→ **Requirement**
Skip the images. Copy the records exactly as written.

Records excerpted from a collection:
....

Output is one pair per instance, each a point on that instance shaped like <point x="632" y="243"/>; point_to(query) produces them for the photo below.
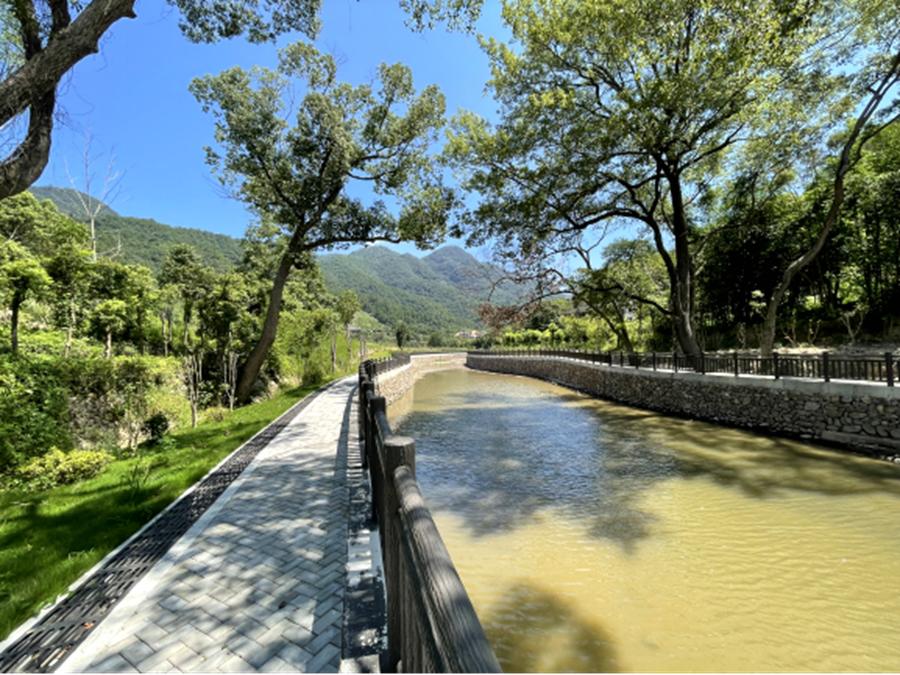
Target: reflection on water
<point x="594" y="537"/>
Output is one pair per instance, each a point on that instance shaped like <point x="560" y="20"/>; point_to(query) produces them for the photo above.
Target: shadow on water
<point x="527" y="618"/>
<point x="498" y="454"/>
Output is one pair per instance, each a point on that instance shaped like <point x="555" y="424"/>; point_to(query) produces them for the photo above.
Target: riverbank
<point x="863" y="417"/>
<point x="599" y="537"/>
<point x="48" y="539"/>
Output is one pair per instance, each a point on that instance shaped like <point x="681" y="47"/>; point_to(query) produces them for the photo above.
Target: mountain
<point x="145" y="241"/>
<point x="440" y="292"/>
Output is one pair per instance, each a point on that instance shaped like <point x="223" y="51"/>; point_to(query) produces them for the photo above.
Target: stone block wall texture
<point x="861" y="416"/>
<point x="393" y="384"/>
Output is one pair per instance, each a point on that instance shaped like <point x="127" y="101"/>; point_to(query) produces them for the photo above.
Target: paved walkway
<point x="257" y="584"/>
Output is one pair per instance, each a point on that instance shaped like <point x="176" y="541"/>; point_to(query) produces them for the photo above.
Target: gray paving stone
<point x="296" y="656"/>
<point x="114" y="663"/>
<point x="326" y="660"/>
<point x="260" y="585"/>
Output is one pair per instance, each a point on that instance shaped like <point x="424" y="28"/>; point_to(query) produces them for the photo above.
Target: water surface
<point x="595" y="537"/>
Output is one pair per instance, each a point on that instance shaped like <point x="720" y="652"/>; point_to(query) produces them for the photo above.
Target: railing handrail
<point x="824" y="366"/>
<point x="432" y="625"/>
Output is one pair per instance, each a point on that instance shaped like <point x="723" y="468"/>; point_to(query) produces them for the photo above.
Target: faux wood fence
<point x="432" y="626"/>
<point x="823" y="366"/>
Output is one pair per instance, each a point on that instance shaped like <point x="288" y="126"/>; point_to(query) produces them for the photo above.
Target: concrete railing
<point x="862" y="415"/>
<point x="432" y="626"/>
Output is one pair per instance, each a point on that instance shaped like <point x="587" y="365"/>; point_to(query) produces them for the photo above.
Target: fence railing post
<point x="377" y="404"/>
<point x="367" y="387"/>
<point x="398" y="451"/>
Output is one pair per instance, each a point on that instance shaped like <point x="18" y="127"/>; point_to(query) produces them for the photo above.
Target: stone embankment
<point x="393" y="384"/>
<point x="861" y="416"/>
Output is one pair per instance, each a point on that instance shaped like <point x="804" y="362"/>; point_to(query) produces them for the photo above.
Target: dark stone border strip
<point x="46" y="644"/>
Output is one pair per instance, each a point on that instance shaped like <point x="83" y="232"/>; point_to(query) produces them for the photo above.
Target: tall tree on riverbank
<point x="43" y="40"/>
<point x="293" y="171"/>
<point x="873" y="89"/>
<point x="626" y="113"/>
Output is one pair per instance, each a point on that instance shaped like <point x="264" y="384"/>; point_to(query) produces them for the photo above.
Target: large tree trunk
<point x="26" y="163"/>
<point x="847" y="159"/>
<point x="32" y="86"/>
<point x="42" y="72"/>
<point x="333" y="351"/>
<point x="70" y="329"/>
<point x="257" y="356"/>
<point x="17" y="300"/>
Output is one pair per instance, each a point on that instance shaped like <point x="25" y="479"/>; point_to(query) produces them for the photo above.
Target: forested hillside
<point x="439" y="292"/>
<point x="144" y="241"/>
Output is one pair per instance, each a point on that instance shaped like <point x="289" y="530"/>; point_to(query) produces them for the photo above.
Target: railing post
<point x="377" y="404"/>
<point x="367" y="386"/>
<point x="398" y="451"/>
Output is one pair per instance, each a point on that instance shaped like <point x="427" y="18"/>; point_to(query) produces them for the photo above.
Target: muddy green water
<point x="595" y="537"/>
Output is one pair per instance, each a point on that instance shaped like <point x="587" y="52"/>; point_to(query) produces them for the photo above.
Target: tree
<point x="347" y="306"/>
<point x="401" y="334"/>
<point x="626" y="112"/>
<point x="69" y="268"/>
<point x="183" y="269"/>
<point x="21" y="275"/>
<point x="92" y="205"/>
<point x="874" y="84"/>
<point x="48" y="40"/>
<point x="35" y="232"/>
<point x="110" y="316"/>
<point x="295" y="177"/>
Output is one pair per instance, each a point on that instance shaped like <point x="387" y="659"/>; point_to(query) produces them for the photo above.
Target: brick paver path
<point x="257" y="583"/>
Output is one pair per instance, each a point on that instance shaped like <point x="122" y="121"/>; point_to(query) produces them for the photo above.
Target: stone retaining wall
<point x="862" y="416"/>
<point x="393" y="384"/>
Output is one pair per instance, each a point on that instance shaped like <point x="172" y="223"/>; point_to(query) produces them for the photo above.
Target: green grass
<point x="48" y="539"/>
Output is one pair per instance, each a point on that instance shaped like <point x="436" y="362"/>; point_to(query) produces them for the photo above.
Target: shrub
<point x="313" y="373"/>
<point x="33" y="409"/>
<point x="156" y="427"/>
<point x="60" y="468"/>
<point x="215" y="414"/>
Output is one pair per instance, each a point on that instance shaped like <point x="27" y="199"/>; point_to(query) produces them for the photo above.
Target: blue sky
<point x="133" y="99"/>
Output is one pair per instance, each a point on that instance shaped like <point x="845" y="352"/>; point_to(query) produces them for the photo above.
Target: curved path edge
<point x="45" y="642"/>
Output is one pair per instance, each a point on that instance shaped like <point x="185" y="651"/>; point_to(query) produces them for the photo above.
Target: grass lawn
<point x="48" y="539"/>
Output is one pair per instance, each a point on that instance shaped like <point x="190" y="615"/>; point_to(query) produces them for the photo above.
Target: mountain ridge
<point x="439" y="292"/>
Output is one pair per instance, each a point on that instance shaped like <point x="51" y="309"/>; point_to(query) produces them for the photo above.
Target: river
<point x="596" y="537"/>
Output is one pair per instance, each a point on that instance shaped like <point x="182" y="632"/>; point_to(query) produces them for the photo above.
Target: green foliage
<point x="34" y="411"/>
<point x="156" y="427"/>
<point x="439" y="292"/>
<point x="140" y="241"/>
<point x="61" y="468"/>
<point x="401" y="334"/>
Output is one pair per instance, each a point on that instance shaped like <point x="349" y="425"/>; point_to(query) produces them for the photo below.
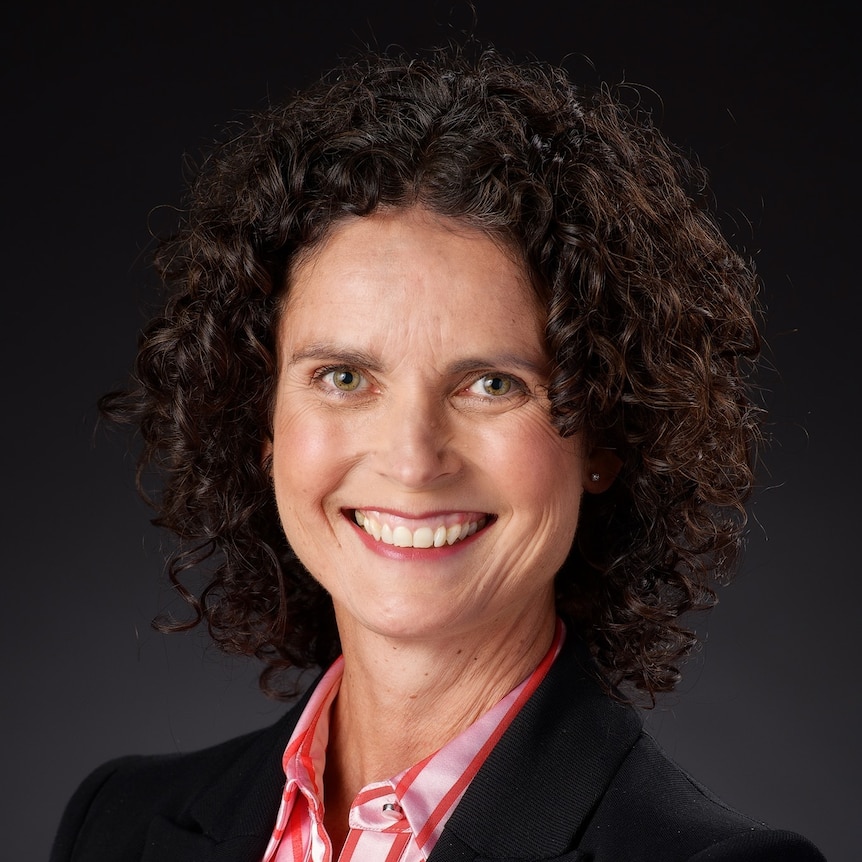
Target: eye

....

→ **Solved exercise**
Output is one pair per instance, each a point on that instance shaped like <point x="632" y="243"/>; point_to(query) produces them for the photo below.
Target: reflection on water
<point x="594" y="537"/>
Output is one pair per instance, each a point on that instance shaped like <point x="560" y="20"/>; point_to(query) produces them for the photo above.
Target: shadow on water
<point x="527" y="618"/>
<point x="498" y="454"/>
Output is one pair per instance, each a point on that instance shaped like <point x="555" y="424"/>; point_to(query) produces them for the photo above.
Target: riverbank
<point x="863" y="417"/>
<point x="599" y="537"/>
<point x="48" y="539"/>
Output is one pair per instance, each a point on that instance shaped like <point x="681" y="47"/>; point_to(query) produces them for the photo above.
Target: mountain
<point x="145" y="241"/>
<point x="440" y="292"/>
Output is one pair per instance, each a point on that instance shaped like <point x="223" y="51"/>; point_to(query) produces them for the photo above.
Target: stone block wall texture
<point x="861" y="416"/>
<point x="393" y="384"/>
Output is one pair per instance, each a point on that instance shaped like <point x="127" y="101"/>; point_to(query) produces them for the photo above.
Target: paved walkway
<point x="257" y="584"/>
Output is one pair per instance, each a point on that instance shaped like <point x="176" y="541"/>; point_to(query) produces them for the photo above.
Target: gray paving stone
<point x="296" y="656"/>
<point x="114" y="663"/>
<point x="326" y="660"/>
<point x="260" y="585"/>
Output is one pair per instance, each a point on that instance shaped like <point x="424" y="28"/>; point_to(query) produces them for the photo above.
Target: water surface
<point x="595" y="537"/>
Output is one pair per instance, each a point on that instance shaped like <point x="720" y="652"/>; point_to(query) produces them for the photo above.
Target: railing handrail
<point x="824" y="366"/>
<point x="432" y="625"/>
Output is one pair per instance, each a point on that instance shaped like <point x="723" y="468"/>; point_to(query) produces them for the photo above.
Target: faux wood fence
<point x="432" y="626"/>
<point x="823" y="366"/>
Output is one pair per instance, each a point on that instance shaped like <point x="288" y="126"/>; point_to(query) produces them for the photo above.
Target: concrete railing
<point x="862" y="415"/>
<point x="432" y="626"/>
Output is one pair per instance, each a point on that instance shaped like <point x="587" y="365"/>; point_to(query) produces them for the photo above.
Target: fence railing post
<point x="377" y="404"/>
<point x="367" y="387"/>
<point x="398" y="451"/>
Output is one pair per instance, each a point on that instance shaped like <point x="18" y="127"/>; point_to(query) produces them for the photo above.
Target: stone embankment
<point x="393" y="384"/>
<point x="861" y="416"/>
Output is one pair per instance, each a point on that instance shaped like <point x="804" y="362"/>; point_to(query) produces them for the photo above.
Target: dark stone border strip
<point x="46" y="644"/>
Output is one pair per instance, each a point on that instance shaped like <point x="83" y="232"/>; point_to(query) produces them for the photo above.
Target: tall tree on riverbank
<point x="43" y="40"/>
<point x="293" y="171"/>
<point x="873" y="89"/>
<point x="626" y="113"/>
Output is one pair per instance, each a point on that instance shaped like <point x="264" y="384"/>; point_to(query) produces them for the photo above.
Target: large tree trunk
<point x="26" y="163"/>
<point x="847" y="159"/>
<point x="32" y="86"/>
<point x="42" y="72"/>
<point x="333" y="351"/>
<point x="70" y="329"/>
<point x="257" y="356"/>
<point x="17" y="300"/>
Output is one pair per instance, each a point on that instance shaped like <point x="25" y="479"/>; point_to(query) produces them for the photo above.
Target: forested hillside
<point x="439" y="292"/>
<point x="144" y="241"/>
Output is one pair per instance, each a point on that instance shaped like <point x="289" y="530"/>; point_to(query) produces them for the photo above.
Target: railing post
<point x="377" y="404"/>
<point x="367" y="386"/>
<point x="398" y="451"/>
Output is one pair per instance, each a point on that instance shaped like <point x="427" y="18"/>; point_to(query) produces them for the photo above.
Target: muddy green water
<point x="595" y="537"/>
Output is one pair per instance, each a point on that instance shaped like <point x="587" y="52"/>; point_to(query) produces them for the photo above.
Target: tree
<point x="347" y="306"/>
<point x="401" y="334"/>
<point x="626" y="112"/>
<point x="69" y="268"/>
<point x="183" y="269"/>
<point x="21" y="275"/>
<point x="92" y="205"/>
<point x="874" y="84"/>
<point x="48" y="40"/>
<point x="35" y="232"/>
<point x="110" y="316"/>
<point x="295" y="177"/>
Output is one pair per instance, each a point on that instance shaped like <point x="387" y="659"/>; point_to(query) produces them for the photo above.
Target: brick paver path
<point x="257" y="583"/>
Output is one pair per instance, each a point on that instance shaped like <point x="122" y="121"/>; point_to(query) produces them for the photo above.
Target: stone retaining wall
<point x="862" y="416"/>
<point x="393" y="384"/>
Output is one pair per instance, each a point on that instance shaped like <point x="172" y="223"/>; point_to(query) produces them for the photo above.
Target: green grass
<point x="48" y="539"/>
Output is one pair per instance, each a point on that instance shaped like <point x="436" y="362"/>; point_to(query) produces them for the photo above.
Target: shrub
<point x="313" y="373"/>
<point x="33" y="409"/>
<point x="156" y="427"/>
<point x="60" y="468"/>
<point x="215" y="414"/>
Output is one pair per instance, each a point on that instance shaped like <point x="27" y="199"/>; point_to(query) produces them for the photo above.
Target: blue sky
<point x="133" y="99"/>
Output is one pair per instance, each a point on that instance shaped like <point x="845" y="352"/>; point_to(query) produces them for the photo above.
Target: curved path edge
<point x="45" y="642"/>
Output is one pair per instance, each a point on that instance shaped like <point x="185" y="651"/>; point_to(query) produces them for the photo above.
Target: grass lawn
<point x="48" y="539"/>
Output is one pair per instance, each a point on that instance shaped like <point x="190" y="615"/>; point_to(query) produces them for the photo above.
Target: mountain ridge
<point x="439" y="292"/>
Output is one pair per instance, each a point on that instance shaped like <point x="51" y="309"/>; point_to(query) produces them for the photo above.
Target: river
<point x="596" y="537"/>
Output is one pair per instance, each a point on that instance shaped like <point x="182" y="632"/>; point_to(query) produces them for the photo above.
Target: green foliage
<point x="34" y="411"/>
<point x="156" y="427"/>
<point x="439" y="292"/>
<point x="140" y="241"/>
<point x="61" y="468"/>
<point x="401" y="334"/>
Output is one pair per instance, each a point on that instance shaped like <point x="349" y="425"/>; point_to(query) produces them for the photo below.
Target: eye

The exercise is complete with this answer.